Print all the records exactly, please.
## Begin Input material
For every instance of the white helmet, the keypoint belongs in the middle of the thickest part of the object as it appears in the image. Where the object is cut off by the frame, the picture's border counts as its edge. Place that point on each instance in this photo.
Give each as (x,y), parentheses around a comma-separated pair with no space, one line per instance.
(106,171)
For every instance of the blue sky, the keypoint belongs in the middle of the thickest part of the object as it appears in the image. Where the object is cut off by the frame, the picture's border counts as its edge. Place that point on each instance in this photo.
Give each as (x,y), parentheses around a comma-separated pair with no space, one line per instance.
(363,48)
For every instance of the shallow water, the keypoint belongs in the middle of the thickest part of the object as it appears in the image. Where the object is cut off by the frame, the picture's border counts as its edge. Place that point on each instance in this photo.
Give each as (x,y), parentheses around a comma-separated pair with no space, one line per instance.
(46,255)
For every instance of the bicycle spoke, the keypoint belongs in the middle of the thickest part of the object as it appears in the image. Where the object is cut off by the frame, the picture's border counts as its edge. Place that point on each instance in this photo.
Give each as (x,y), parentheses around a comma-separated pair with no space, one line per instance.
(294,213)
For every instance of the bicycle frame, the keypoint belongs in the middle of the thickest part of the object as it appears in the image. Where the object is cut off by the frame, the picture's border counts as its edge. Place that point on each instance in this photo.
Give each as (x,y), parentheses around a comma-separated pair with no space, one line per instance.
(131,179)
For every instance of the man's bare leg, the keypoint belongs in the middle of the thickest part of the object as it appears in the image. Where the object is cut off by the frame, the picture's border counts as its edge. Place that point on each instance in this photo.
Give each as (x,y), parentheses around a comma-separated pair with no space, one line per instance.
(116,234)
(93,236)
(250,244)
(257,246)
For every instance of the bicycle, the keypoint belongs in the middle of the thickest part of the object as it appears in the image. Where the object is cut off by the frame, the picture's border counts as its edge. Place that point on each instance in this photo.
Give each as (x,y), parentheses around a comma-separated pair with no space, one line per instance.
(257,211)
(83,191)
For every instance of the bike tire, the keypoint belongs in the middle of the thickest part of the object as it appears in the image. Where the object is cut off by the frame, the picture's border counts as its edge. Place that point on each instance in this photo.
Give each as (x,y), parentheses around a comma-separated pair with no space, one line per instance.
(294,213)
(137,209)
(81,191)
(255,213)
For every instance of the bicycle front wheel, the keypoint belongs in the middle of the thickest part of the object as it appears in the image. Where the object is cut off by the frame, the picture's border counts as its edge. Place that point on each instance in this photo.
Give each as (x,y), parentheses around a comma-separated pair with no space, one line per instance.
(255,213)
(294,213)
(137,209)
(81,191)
## End Input material
### Result of the exercise
For every instance of the white helmet, the keypoint belongs in the middle of the thickest part of the object as it appears in the image. Where the object is cut off by the frame, the picture's border counts as its edge. Place that point on each instance in this photo.
Give each as (x,y), parentheses around a comma-separated pair with no space, one line per instance.
(106,171)
For every instance of the blue sky, the keypoint belongs in the middle of the thickest part of the object as it appears in the image. Where the object is cut off by the frame, the picture's border counts as its edge. Place that point on each instance in this photo.
Give each as (x,y), parentheses around a comma-separated pair with no space, one line per instance.
(363,48)
For every instance of the shallow water, the keypoint belongs in the middle of the thickest part of the object as it appears in the image. Where the object is cut off by the frame, the picture's border counts as its edge. Place that point on each instance in this photo.
Give each as (x,y), parentheses around a comma-separated pair with no space, one line per instance.
(46,255)
For every instance of the bicycle spoke, the keypoint belongs in the middle of the thickest part of the object as it appears in the image. Where the object is cut off by the frame, the picture's border counts as its edge. Place that point on each instance in this photo.
Give each as (x,y), parentheses around a comma-separated pair with no space, one line per instance.
(294,213)
For every instance of the bicycle frame, the keypoint belongs in the middle of the thickest part of the object as it appears in the image. Where the object is cut off by the frame, the picture's border counts as its edge. Place that point on each instance in this photo.
Give each as (x,y), parentheses around a comma-separated pair with no space, one line per instance.
(131,179)
For every instance of the man's bare leg, the keypoint belongs in the middle of the thickest part of the object as it appears in the image. Where the object is cut off by the frame, the picture's border counts as its edge. Place that point on each instance in this photo.
Give each as (x,y), parentheses around a comma-separated pair with no space, one line per instance.
(116,234)
(93,236)
(250,244)
(257,246)
For every instance of the bicycle, the keypoint belongs in the middle of the thickest part of the object as it appears in the image. Where the object is cut off by the frame, the picture's border counts as its edge. Place that point on each instance in this photo.
Give each as (x,y), parentheses around a comma-separated pair with no space, one line per instance.
(257,211)
(83,191)
For every instance of the bike tire, the keypoint belongs in the middle of the thickest part of the object as it appears in the image. Where the object is cut off by the frame, the picture's border counts as its edge. Place that point on each instance in this photo.
Give each as (x,y), parentheses around a comma-separated pair with no space, one line per instance.
(294,213)
(137,209)
(81,191)
(255,213)
For every instance of the bicycle front wheel, the keypoint belongs in the middle of the thickest part of the object as it appears in the image. Where the object is cut off by the frame, the picture's border counts as its edge. Place that point on each instance in this photo.
Give each as (x,y), parentheses around a comma-separated pair with no space, one line per instance.
(255,213)
(294,213)
(137,209)
(81,191)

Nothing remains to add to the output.